**Source document**
------

South Sudanese politician

Awut Deng Achuil is a South Sudanese politician who serves as the minister of general education and instruction in the Revitalised Transitional Government of National Unity (R-TGoNU). She is the first female Minister of Education for South Sudan and was previously Minister of Foreign Affairs and International Cooperation from August 2019 until March 2020.

== Early life ==
Awut Deng was born the daughter of Deng Achuil. Her father's tribe lived on the Nuer-Dinka border.

==Education==
Awut has a degree in political sciences from the Catholic University of Eastern Africa.

== Career ==
Early in her career, Awut as a leader of peace efforts. She participated in the New Sudan Council of Churches peace initiative. She was also instrumental in the 1999 Wunlit Peace Conference between the Nuer and Dinka. From 2000 to 2002 Awut traveled the world advocating for peace efforts in South Sudan to various world leaders. She was awarded the 2002 Interaction Humanitarian Award for her efforts for peace.

------

**Exercise instructions**
[1] Answer these questions from the profile of Awut Deng Achuil, one answer per line:
(a) From which university did she receive her degree?
(b) What award did she receive in 2002?
(c) Where did her father's tribe live?
[2] Please decide whether each statement agrees with the profile of Awut Deng Achuil. Give yes or no and quote the words that settle it.
(a) She held the post of Minister of Foreign Affairs and International Cooperation until March 2020.
(b) The Wunlit Peace Conference took place in 2002.
(c) Her degree is in economics.
[3] Write the next passage of the profile of Awut Deng Achuil, starting after its final sentence.

**Collection entries**

------

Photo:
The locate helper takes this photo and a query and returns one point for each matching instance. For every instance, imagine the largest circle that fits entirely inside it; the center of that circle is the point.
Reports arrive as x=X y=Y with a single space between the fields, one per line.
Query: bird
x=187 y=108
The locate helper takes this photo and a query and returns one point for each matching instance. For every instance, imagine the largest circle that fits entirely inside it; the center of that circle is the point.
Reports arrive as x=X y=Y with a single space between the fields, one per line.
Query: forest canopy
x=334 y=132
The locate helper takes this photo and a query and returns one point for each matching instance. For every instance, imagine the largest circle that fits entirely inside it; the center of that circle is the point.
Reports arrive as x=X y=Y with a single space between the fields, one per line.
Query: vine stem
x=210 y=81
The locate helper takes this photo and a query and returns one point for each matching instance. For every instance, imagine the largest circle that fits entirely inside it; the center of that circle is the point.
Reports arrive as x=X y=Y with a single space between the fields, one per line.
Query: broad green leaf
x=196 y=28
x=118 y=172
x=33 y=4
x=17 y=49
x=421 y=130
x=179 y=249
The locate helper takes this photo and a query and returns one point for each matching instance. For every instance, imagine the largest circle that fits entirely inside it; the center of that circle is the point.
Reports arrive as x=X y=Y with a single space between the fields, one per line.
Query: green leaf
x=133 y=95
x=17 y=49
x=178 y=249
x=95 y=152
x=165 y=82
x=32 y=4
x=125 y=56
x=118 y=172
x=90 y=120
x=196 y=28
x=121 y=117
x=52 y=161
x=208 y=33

------

**Responses to the exercise**
[1]
(a) The Catholic University of Eastern Africa
(b) The 2002 Interaction Humanitarian Award
(c) On the Nuer-Dinka border

[2]
(a) Yes: "Minister of Foreign Affairs and International Cooperation from August 2019 until March 2020"
(b) No: "the 1999 Wunlit Peace Conference"
(c) No: "a degree in political sciences"

[3]
Awut participated in the peace talks in Kenya from 2002 to 2004 which led to the Comprehensive Peace Agreement in 2005. From 2005 to 2010 she held an appointed position to the Southern Sudan Legislative Assembly in Juba. She also served as a presidential adviser on gender and human rights from 2005 to 2009. Awut cofounded the Sudenese Catholic Bishops Regional Conference, the Sudenese Women's Association in Nairobi, and the Sudenese Women's Voice for Peace.

== Appointment ==
Awut Deng Achuil was appointed by President Salva Kiir as a national minister of General Education and Instructions in March 2020 through a Republican decree.

Awut served as South Sudan's Minister of Labor and Public Service from 2009 to 2011, taking the role previously held by David Deng Athorbe. She was again appointed to the Cabinet of South Sudan on 10 July 2011. She was sworn in as Minister for Labour, Public Service on 14 September 2011. As part of a new cabinet named in April 2016, Acuil was named Minister of Gender, Child and Social Welfare.

Awut has also been a member of parliament since 2010.

Awut served as Foreign Minister from August 2019 until March 2020, when she was replaced by Beatrice Wani-Noah. She was instead named as the new Minister for General Education and Instruction.

==Other activities==
- Global Partnership for Education (GPE), Alternate Member of the Board of Trustees (since 2020)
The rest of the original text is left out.